Testo da leggere
=-=-=

Philip Roth, il compleanno di uno scrittore. Omaggio all’autore per i suoi ottant’anni
La scrittura di Philip Roth (il quale proprio oggi, 19 marzo, compie ben ottant’anni) più di ogni altra, fin ora, fra quelle di autori viventi, ha ottenuto consensi e successo. Il successo, si sa, è il segno che si è dentro ad un corso particolare, un solco che conduce in una direzione esistenziale che può diventare la stessa di chi legge. Roth, c’è da dire, questo solco se l’è scavato con costanza, sfidandosi sempre.
Nell’ ‘affascinante’ aneddotica del mondo letterario americano, quella che gli dà quella patina a metà fra il santo e il leggendario che tanto piace alla cronaca, si ricorda talvolta la recensione di Saul Bellow (l’altra grande leggenda della narrativa ebraica) a Goodbye Columbus, il primo libro di Philip Roth, nel 1959:
“ Goodbye Columbus è un’opera prima, ma non è opera di un principiante. Al contrario di quelli fra noi che vengono al mondo urlando, calvi e nudi, Mr. Roth vi compare con le unghie, con i capelli, con i denti e parlando in modo coerente.”
La ‘leggenda’ Philip Roth emerge così, come uno dei tanti emblemi della cultura americana del secondo dopoguerra, dal racconto anatomico dei nuclei familiari, la narrazione lucidamente intima del vissuto di personaggi importanti per l’identità della nazione americana (e dunque, in buona misura, anche per la nostra). Al centro dei suoi romanzi c’è spesso l’identità di un singolo, e questa identità è vista disfarsi, sgretolarsi, e rifluire nel contesto storico da cui sembra emergere. I romanzi di Philip Roth sembrano dunque dovere il loro successo alla capacità di aver trovato il ponte più convincente, più convincente che in qualsiasi altro romanziere (persino di altre ‘leggende’ della stessa generazione) fra mondo e singolo, fra la coscienza narrante o narrata e il corso degli eventi. Il nucleo del talento di Roth ci appare, dunque, un nucleo tragico, come tragica è la struttura portante, lo scheletro delle sue più grandi costruzioni narrative.

=-=-=

Dati forniti
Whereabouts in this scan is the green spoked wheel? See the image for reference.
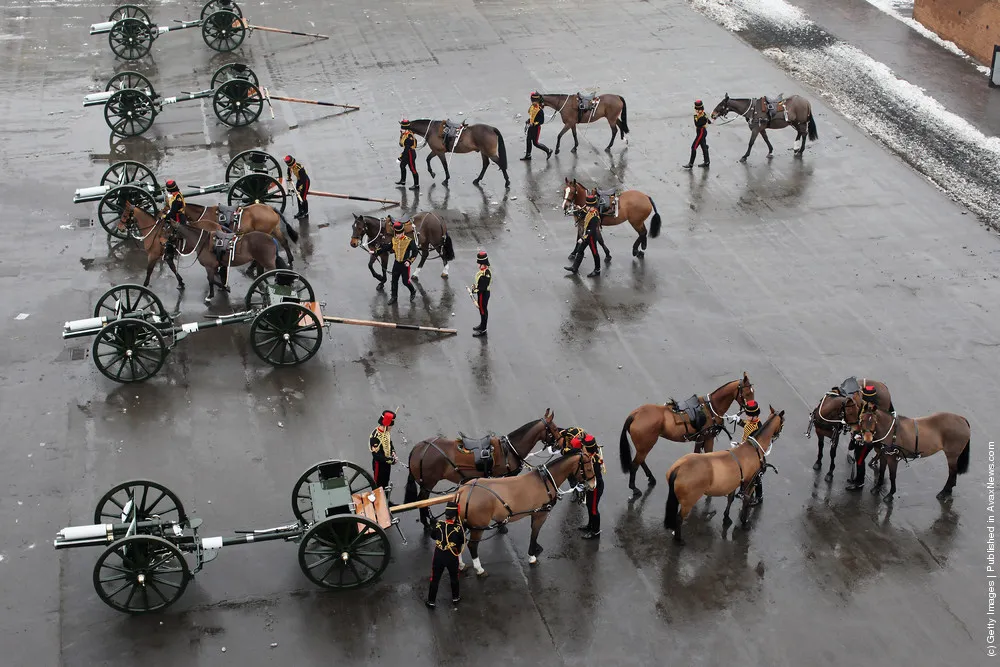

=-=-=

Compito da svolgere
Continua l'omaggio a Philip Roth riportato sopra, riprendendo subito dopo l'ultima frase, quella sullo scheletro delle sue più grandi costruzioni narrative.

Risposta al compito
E la tragedia raccontata nei romanzi di Roth (romanzi dallo stile ‘witty’, furibondo, esplosivo, a volte frenetico e a volte dimesso) è quasi sempre la tragedia del mondo che cambia, o dell’inatteso avvenire dei fatti intorno al soggetto. È forse questo senso tragico che rende i romanzi di Philip Roth così unici e diversi da tutti gli altri. Tragico, ben inteso, che, per aderire così bene alla narrazione, per essere così partecipe della vita del soggetto, diviene esso stesso stile. Ci spiegheremo meglio: uno dei più criptici giudizi recenti su Philip Roth viene da Jonathan Safran Foer, l’autore di Everything is illuminated, che ha dichiarato:
“Alcuni dei migliori libri sull’Olocausto non trattano affatto dell’Olocausto, penso ad esempio al Lamento di Portnoy”
Cosa vuol dire questa frase? Il lamento di Portnoy è un romanzo simbolico per gli anni settanta americani, perché narra della frenetica mania sessuale di uno membro dell'upper class (guarda caso) ebreo, in tempi di rivoluzione sessuale. Questa frase vuol dire esattamente, a nostro giudizio, che Roth ha stilizzato, cioè sublimato in stile, il peso tragico della coscienza ebraica che in fin dei conti non fa altro che portarsi ‘appesa al collo’ come una valigia scomoda, come un impaccio che si cerca sempre di sistemare da qualche parte ma non fa altro che riemergere come i corpi immersi nell’acqua.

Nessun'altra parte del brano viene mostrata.